READING TEXT –
>> Start
Currently only used if data is categorical. If "delta", the delta parameterization is used. If "theta", the theta parameterization is used.

correlation:

Only used for (single-level) continuous data. If TRUE, analyze a correlation matrix (instead of a (co)variance matrix). This implies that the residual observed variances are no longer free parameters. Instead, they are set to values to ensure the model-implied variances are unity. This also affects the standard errors. The only available estimators are GLS and WLS, which produce correct standard errors and a correct test statistic under normal and non-normal conditions respectively. Always assuming fixed.x = FALSE and conditional.x = FALSE (for now).

Model features (only available for the lavaan() function):

auto.fix.first:

If TRUE, the factor loading of the first indicator is set to 1.0 for every latent variable.

auto.fix.single:

If TRUE, the residual variance (if included) of an observed indicator is set to zero if it is the only indicator of a latent variable.

auto.var

If TRUE, the (residual) variances of both observed and latent variables are set free.

auto.cov.lv.x:

If TRUE, the covariances of exogenous latent variables are included in the model and set free.
>> End
INFORMATION PROVIDED –
>> Start
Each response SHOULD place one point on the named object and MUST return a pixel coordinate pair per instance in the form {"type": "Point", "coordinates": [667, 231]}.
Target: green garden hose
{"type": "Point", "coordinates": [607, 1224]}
>> End
TASK LIST –
1. In the lavaan options text, which estimators are the only ones available when the correlation option is set to TRUE?
2. Summarize the lavaan options text in two sentences.
3. From the lavaan options text, copy the passage from "If TRUE, the factor" up to and including "and set free.".

RESPONSE LIST –
1. GLS and WLS are the only available estimators.

2. The text describes a parameterization setting used only for categorical data and a correlation option that analyzes a correlation matrix for single-level continuous data, with GLS and WLS as the only available estimators. It then lists model features available only for the lavaan() function, which can fix the first indicator's loading to 1.0, set a single indicator's residual variance to zero, free observed and latent variances, and include and free the covariances of exogenous latent variables.

3.
If TRUE, the factor loading of the first indicator is set to 1.0 for every latent variable.

auto.fix.single:

If TRUE, the residual variance (if included) of an observed indicator is set to zero if it is the only indicator of a latent variable.

auto.var

If TRUE, the (residual) variances of both observed and latent variables are set free.

auto.cov.lv.x:

If TRUE, the covariances of exogenous latent variables are included in the model and set free.